= Instrucciones =
[1] En el extracto sobre el cine regional, ¿en qué ciudad pudo Marcel Pagnol permitirse sus propios estudios?
[2] Prosigue el extracto sobre el cine regional a partir de donde termina.

No es asunto de exclusividades sino de evitar visiones sintéticas, descafeinadas, descremadas, arreglos efectivos pero maquillados e indiferentes. Para mí es obvio que Café no dice absolutamente nada sobre Caldas, que no sean conceptos abstractos, seudopolíticos y seudoeconómicos como trasfondo de coartada para historias banales de identificación. Había, en cambio, pese a sus muchos defectos e irregularidades, un alma local bien captada en el esfuerzo semejante de Carlos Mayolo, Azúcar.

Hace ya tiempo que el talento regional está disponible, que los temas son claros, que las posibilidades se ofrecen. Es la infraestructura lo que impide que estas fuerzas se desarrollen adecuadamente. Este fenómeno no es privativo de Colombia. Incluso en los países con cinematografías más evolucionadas los cines regionales deben sufrir intensos frenos y enfrentarse a una serie enorme de puertas cerradas. El caso de Marcel Pagnol en Francia, que pudo permitirse sus propios estudios en Marsella como una bofetada al parisismo totalizante del cine francés, es una excepción y un ejemplo al mismo tiempo, y es cierto que si lenguaje, temática y cultura pudieron desarrollarse en los estudios regionales en las repúblicas de la extinta Unión Soviética, la uniformidad ideológica impuesta desde Moscú no pudo sino ser sacudida fragmentariamente y muy a largo plazo. Hollywood, por su parte, impidió desde siempre que el cine independiente americano (que incluye las vastas regiones de multiplicidad cultural de Estados Unidos) pudiera llegar a ser siquiera una competencia mínima para su dominio mundial.

= Registros de una colección =
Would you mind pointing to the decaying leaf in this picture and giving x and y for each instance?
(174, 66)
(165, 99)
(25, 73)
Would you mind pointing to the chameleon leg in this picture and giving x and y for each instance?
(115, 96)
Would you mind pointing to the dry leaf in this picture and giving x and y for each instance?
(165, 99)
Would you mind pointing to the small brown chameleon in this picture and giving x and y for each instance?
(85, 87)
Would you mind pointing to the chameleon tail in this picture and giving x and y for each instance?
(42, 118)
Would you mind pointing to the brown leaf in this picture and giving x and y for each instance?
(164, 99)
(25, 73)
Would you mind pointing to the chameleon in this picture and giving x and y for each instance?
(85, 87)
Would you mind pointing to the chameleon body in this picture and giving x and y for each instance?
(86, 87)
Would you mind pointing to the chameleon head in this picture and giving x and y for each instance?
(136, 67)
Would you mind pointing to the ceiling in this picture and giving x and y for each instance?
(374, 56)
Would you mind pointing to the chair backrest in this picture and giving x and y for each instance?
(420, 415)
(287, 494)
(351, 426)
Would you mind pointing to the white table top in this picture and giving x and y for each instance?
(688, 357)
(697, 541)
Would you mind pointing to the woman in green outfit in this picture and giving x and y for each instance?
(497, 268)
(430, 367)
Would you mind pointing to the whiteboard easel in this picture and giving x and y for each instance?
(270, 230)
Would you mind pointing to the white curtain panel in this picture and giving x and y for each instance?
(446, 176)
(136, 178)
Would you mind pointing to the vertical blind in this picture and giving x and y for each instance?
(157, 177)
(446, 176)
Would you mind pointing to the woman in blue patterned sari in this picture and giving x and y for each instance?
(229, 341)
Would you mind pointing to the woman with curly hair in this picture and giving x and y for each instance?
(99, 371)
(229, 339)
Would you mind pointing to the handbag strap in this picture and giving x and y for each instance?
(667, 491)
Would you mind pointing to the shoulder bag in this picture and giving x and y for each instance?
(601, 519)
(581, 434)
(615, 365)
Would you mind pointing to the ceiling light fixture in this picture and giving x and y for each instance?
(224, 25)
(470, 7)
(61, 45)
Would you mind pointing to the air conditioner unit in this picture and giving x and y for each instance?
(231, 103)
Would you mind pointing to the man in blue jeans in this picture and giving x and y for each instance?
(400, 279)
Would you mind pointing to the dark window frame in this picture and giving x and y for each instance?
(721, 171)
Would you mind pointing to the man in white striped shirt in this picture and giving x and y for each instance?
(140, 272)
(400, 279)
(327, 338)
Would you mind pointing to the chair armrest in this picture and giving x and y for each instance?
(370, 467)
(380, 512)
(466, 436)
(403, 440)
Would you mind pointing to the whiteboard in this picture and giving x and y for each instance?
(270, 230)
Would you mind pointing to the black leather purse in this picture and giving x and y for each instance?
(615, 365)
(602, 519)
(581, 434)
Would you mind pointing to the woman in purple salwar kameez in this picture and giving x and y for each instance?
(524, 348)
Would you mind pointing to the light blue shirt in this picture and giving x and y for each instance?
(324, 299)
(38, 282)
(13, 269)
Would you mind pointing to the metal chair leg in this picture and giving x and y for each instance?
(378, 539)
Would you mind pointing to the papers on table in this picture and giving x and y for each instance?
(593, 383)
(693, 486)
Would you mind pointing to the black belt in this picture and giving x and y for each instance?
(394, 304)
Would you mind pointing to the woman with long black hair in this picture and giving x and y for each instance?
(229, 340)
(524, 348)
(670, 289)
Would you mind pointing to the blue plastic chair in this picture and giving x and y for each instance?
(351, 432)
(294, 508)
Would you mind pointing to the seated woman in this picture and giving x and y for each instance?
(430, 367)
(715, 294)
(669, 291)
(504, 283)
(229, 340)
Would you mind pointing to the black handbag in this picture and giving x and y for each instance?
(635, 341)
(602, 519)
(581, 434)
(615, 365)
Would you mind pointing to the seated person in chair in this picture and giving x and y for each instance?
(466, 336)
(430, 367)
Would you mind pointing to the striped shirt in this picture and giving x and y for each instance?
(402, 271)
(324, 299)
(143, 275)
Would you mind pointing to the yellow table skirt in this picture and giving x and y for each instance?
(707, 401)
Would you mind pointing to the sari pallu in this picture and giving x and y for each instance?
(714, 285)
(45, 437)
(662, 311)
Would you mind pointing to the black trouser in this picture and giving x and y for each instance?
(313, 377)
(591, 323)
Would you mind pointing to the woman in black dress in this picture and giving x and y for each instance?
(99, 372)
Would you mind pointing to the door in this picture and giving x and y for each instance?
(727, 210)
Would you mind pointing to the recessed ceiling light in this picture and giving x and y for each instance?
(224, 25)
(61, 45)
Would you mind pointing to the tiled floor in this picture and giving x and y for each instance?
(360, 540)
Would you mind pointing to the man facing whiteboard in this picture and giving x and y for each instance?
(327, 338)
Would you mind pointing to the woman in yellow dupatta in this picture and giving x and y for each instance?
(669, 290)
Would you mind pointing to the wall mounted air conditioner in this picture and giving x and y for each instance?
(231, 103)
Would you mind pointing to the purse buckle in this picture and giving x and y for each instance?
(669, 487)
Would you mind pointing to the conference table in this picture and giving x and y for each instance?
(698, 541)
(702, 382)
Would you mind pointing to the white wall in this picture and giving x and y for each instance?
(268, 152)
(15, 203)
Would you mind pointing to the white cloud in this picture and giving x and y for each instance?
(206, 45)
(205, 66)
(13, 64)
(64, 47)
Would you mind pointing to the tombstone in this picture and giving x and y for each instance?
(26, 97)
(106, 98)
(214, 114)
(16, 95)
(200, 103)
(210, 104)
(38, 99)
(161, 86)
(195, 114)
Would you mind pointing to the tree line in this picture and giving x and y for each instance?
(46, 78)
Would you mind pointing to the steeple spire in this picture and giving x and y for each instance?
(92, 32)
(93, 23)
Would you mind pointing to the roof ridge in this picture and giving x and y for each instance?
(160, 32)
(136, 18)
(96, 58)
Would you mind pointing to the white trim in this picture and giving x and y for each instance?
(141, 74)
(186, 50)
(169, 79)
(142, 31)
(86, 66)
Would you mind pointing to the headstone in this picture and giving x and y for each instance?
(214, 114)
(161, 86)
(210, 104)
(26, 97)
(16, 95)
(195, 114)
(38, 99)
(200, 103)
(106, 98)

= Respuestas por tarea =
[1] En Marsella.

[2]
En Colombia no hay industria del cine pero el peso enorme de la televisión y las pocas facilidades técnicas existentes en el país están concentradas en la capital. Toda la actividad productiva y de exhibición, que en buena parte surgió en provincia, terminó centrándose inexorablemente en Bogotá. Después de luchar a brazo partido con esta situación muchos de los técnicos y artistas terminan sintiendo la necesidad de radicarse en la capital, porque de no hacerlo serían incapaces de sobrevivir. En el ambiente capitalino las cosas se facilitan técnicamente, pero se pierde una cantidad importante de perspectivas, de contactos, que son el alimento estético de un cine de diversidad cultural, cabalmente el que hace posible un cine que, desde fuera, pueda llamarse colombiano y despertar interés.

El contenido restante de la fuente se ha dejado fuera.